(Location identification listing)
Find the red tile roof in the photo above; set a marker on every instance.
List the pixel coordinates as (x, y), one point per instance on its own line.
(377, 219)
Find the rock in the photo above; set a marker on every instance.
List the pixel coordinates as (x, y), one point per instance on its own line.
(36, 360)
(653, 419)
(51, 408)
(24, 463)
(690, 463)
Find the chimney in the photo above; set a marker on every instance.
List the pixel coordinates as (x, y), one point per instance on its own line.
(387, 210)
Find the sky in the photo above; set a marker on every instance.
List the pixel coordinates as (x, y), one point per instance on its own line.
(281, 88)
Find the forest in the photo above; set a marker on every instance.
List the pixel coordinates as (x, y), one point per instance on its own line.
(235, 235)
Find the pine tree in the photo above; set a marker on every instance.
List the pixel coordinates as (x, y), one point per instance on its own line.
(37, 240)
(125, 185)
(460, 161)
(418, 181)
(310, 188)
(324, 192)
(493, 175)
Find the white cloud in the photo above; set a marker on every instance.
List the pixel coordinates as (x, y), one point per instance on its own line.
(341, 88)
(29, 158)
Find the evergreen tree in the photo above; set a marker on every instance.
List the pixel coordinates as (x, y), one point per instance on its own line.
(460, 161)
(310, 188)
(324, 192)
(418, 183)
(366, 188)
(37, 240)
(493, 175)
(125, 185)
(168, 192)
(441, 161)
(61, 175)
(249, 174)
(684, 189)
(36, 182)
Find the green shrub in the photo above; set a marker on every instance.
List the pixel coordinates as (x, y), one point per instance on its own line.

== REQUIREMENT ==
Please put every line of the listing above into a numbered list, leaving out any blank lines.

== RESULT FOR THIS TASK ==
1. Find the red tile roof in the photo above; set a marker on every instance.
2. List the pixel coordinates as (x, y), one point per instance on its own line.
3. (377, 219)
4. Find the rock in the photo above; set a marker on every instance.
5. List the pixel coordinates as (x, y), one point per instance on its own line.
6. (36, 360)
7. (653, 419)
8. (51, 408)
9. (24, 463)
10. (690, 463)
11. Find the chimney in the photo above; set a marker on every instance.
12. List the pixel coordinates as (x, y), one point per instance on its own line.
13. (387, 210)
14. Find the sky in the photo above; set a marker on every instance.
15. List the pixel coordinates as (x, y), one point per instance on its own line.
16. (281, 88)
17. Find the forest in the photo above; set a marker on every instance.
18. List the pixel coordinates as (x, y), one point per instance on its own line.
19. (235, 235)
20. Find the pine tree in the photo above; set a marker on every instance.
21. List the pixel coordinates as (x, y), one point per instance on its own line.
22. (37, 240)
23. (125, 185)
24. (460, 161)
25. (418, 181)
26. (310, 188)
27. (324, 192)
28. (493, 175)
29. Find the white cloud in the photo above; set a marker on every instance.
30. List the pixel coordinates as (x, y), one point per instance on its own line.
31. (341, 88)
32. (29, 158)
33. Find the evergreen tree in the photo above; set a marker on every instance.
34. List the pixel coordinates as (x, y), one point per instance on its own line.
35. (460, 161)
36. (310, 188)
37. (324, 192)
38. (418, 183)
39. (366, 188)
40. (37, 240)
41. (493, 175)
42. (125, 185)
43. (168, 192)
44. (441, 161)
45. (61, 175)
46. (249, 174)
47. (684, 189)
48. (36, 182)
49. Find the green shrub in the photo above; set a marker on every instance.
50. List the pixel coordinates as (x, y), one point per instance on its own line.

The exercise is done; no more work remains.